[Dataset entries]
_ _ _ _ _
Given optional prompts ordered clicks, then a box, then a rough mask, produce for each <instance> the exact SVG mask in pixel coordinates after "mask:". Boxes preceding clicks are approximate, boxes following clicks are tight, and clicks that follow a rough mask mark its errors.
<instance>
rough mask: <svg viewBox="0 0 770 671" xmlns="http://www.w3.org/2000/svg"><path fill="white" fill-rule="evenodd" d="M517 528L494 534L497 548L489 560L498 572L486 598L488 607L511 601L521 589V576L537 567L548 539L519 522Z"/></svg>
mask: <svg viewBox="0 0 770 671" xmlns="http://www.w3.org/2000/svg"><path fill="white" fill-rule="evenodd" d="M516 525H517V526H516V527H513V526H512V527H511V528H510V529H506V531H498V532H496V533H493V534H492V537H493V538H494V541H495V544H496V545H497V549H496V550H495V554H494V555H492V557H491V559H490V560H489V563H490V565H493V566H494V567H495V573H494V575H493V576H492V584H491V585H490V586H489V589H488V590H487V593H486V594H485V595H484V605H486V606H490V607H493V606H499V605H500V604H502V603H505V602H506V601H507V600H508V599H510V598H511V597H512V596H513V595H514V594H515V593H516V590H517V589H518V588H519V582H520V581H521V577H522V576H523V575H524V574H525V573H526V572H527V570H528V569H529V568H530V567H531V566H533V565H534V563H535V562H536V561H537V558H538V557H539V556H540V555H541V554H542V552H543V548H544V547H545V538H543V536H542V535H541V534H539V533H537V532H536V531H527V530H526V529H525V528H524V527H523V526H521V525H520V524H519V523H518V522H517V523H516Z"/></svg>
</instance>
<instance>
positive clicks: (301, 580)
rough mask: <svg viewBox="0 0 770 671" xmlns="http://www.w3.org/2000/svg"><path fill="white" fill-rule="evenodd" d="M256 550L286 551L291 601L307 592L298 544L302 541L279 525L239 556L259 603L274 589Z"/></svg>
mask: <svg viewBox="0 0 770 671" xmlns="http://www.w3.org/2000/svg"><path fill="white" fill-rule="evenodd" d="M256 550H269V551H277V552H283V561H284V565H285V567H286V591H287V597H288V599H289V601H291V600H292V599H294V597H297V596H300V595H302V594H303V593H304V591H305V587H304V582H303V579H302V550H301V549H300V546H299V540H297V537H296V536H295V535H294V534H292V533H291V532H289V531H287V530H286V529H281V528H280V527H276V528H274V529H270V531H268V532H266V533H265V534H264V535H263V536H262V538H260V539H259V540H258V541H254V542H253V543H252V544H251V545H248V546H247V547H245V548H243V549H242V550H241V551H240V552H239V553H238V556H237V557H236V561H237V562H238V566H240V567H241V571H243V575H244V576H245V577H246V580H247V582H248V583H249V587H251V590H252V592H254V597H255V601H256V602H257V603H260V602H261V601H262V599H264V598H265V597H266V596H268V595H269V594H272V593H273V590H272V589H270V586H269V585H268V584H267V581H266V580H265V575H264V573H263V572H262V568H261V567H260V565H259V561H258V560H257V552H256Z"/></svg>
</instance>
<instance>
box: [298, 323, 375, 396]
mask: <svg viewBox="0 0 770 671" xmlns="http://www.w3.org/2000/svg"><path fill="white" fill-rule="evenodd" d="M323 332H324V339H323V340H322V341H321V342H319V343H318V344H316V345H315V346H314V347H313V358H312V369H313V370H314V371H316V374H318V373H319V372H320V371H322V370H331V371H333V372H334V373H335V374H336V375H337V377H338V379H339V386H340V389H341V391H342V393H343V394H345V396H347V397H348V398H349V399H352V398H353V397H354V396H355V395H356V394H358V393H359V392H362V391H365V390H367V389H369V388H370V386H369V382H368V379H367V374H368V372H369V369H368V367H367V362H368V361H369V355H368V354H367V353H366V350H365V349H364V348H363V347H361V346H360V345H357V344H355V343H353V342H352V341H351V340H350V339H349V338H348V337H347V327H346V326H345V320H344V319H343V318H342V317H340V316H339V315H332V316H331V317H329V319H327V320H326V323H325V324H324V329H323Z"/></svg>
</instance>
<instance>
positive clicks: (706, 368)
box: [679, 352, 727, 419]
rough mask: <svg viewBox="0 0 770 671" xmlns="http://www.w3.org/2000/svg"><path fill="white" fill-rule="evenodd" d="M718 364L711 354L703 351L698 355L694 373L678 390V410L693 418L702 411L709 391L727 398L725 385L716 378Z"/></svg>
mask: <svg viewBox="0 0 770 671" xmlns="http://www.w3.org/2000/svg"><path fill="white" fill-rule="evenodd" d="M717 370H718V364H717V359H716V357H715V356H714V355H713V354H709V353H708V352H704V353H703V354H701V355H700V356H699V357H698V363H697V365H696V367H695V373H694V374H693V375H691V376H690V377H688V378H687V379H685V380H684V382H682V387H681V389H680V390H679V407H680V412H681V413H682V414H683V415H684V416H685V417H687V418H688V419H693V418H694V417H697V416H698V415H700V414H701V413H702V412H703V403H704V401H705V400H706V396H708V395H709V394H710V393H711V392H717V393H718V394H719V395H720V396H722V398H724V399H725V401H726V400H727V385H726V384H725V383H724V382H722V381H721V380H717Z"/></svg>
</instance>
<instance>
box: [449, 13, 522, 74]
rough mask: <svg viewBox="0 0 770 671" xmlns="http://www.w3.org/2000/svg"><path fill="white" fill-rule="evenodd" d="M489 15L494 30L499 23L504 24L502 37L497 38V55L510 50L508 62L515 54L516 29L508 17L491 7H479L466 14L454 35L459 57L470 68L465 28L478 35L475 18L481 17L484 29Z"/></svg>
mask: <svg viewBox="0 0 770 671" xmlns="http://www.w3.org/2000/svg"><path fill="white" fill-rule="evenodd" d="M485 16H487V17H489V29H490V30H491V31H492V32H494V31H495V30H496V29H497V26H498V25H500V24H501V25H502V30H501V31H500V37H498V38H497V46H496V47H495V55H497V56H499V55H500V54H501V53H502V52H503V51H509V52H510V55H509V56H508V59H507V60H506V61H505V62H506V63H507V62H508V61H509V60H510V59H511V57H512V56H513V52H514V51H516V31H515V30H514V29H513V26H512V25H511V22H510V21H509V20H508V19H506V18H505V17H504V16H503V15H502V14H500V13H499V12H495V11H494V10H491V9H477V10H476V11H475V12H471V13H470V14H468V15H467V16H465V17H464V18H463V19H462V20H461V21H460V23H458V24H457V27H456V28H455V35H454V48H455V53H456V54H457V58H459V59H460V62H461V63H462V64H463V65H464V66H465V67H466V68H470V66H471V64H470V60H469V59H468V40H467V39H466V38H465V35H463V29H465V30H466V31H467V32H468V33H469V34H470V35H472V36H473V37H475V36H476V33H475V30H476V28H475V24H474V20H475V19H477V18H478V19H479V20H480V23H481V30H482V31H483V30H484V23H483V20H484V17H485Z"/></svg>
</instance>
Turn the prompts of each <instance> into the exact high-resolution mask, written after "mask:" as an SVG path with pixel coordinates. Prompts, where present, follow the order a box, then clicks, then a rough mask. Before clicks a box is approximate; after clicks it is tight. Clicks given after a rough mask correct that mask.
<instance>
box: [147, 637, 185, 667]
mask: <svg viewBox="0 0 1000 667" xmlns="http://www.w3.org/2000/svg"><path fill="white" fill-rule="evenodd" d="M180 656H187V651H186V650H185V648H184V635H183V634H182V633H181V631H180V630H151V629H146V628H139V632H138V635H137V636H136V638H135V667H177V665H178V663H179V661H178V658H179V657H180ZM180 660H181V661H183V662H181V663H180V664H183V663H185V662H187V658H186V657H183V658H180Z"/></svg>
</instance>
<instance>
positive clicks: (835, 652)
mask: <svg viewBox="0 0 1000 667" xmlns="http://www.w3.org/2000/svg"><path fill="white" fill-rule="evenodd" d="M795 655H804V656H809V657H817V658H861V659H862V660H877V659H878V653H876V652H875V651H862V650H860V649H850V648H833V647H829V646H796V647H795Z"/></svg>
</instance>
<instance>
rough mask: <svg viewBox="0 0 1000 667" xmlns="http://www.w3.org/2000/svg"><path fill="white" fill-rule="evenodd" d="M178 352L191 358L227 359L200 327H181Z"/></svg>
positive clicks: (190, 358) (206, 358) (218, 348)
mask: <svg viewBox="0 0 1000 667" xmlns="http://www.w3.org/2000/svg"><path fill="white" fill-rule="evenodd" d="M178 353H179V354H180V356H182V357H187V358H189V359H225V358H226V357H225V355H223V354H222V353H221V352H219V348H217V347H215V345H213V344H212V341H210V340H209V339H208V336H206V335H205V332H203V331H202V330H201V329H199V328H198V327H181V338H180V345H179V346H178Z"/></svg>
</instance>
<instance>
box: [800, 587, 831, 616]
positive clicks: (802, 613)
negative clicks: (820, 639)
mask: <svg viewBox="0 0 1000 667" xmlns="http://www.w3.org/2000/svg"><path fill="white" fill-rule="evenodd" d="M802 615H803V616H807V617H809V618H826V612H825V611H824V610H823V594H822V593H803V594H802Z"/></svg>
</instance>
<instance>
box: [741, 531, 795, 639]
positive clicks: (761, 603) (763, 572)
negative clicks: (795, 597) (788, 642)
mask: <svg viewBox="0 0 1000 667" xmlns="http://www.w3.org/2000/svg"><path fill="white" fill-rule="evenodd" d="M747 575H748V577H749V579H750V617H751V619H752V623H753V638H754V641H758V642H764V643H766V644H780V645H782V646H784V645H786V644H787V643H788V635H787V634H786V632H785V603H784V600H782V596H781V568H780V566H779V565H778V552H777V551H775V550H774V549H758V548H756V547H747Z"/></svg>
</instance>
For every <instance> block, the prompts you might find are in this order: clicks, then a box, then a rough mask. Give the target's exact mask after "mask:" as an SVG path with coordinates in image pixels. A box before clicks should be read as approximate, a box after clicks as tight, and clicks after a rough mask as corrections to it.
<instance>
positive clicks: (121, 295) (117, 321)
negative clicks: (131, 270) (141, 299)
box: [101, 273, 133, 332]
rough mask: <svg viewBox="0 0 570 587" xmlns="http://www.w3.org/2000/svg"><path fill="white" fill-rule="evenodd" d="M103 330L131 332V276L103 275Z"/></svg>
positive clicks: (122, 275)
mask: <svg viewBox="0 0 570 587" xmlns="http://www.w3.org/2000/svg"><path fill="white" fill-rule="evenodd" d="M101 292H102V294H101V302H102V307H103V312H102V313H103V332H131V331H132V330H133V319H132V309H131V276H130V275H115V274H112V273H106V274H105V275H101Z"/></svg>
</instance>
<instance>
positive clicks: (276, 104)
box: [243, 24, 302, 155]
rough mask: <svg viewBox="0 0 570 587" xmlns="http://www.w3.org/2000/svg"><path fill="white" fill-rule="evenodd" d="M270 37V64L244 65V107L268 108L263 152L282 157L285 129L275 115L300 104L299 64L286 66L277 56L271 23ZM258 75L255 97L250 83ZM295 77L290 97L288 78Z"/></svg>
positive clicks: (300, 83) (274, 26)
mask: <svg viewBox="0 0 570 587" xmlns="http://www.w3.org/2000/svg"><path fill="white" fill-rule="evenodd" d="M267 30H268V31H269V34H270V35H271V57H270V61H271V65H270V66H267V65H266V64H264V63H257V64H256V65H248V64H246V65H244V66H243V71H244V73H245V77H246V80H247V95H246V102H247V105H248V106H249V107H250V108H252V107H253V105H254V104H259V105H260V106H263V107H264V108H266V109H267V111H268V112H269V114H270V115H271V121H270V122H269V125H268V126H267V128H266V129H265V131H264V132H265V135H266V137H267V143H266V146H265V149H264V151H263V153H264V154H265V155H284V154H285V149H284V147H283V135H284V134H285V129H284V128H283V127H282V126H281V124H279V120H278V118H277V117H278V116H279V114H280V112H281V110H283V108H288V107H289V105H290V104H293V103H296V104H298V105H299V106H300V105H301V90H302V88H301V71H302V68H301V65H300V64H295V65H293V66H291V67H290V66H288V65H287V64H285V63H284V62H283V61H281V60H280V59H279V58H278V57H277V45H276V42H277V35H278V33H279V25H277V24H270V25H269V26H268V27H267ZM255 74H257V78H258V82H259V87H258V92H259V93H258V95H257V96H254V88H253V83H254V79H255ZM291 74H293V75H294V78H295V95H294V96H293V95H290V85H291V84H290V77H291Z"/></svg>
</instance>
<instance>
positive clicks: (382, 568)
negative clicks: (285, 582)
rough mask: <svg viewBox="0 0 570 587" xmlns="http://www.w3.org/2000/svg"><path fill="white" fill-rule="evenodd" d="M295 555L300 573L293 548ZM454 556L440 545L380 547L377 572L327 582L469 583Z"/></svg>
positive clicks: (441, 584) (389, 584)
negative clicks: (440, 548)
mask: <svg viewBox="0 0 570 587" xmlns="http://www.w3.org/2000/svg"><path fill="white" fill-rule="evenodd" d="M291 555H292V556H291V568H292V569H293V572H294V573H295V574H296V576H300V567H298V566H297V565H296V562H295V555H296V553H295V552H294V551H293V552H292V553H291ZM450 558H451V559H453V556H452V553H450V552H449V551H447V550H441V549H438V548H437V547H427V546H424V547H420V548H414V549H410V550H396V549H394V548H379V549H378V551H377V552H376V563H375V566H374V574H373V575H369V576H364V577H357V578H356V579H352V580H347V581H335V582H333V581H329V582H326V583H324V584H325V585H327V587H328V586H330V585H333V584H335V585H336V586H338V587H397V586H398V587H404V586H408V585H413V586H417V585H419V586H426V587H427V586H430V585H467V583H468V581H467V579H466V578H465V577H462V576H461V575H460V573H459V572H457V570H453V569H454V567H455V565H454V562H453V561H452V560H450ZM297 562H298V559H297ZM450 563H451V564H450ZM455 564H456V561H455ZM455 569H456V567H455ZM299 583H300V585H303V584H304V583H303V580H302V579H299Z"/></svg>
_ _ _ _ _
■ Your task ■
Wherever a line of the entries holds the string "each", copy that line.

■ Your response ■
Given optional prompts ordered clicks, then a box, then a rough mask, produce for each <instance> the exact SVG mask in pixel coordinates after "mask:". Boxes preceding clicks are approximate, boxes following clicks are tight, and clicks that follow a rough mask mark its errors.
Turn the prompts of each <instance> into the exact high-resolution mask, written after "mask:" as an SVG path with pixel coordinates. Prompts, where present, follow the order a box, then clicks, then a rough mask. Before clicks a box is approximate; after clicks it is tight. Clicks given after a rough mask correct that mask.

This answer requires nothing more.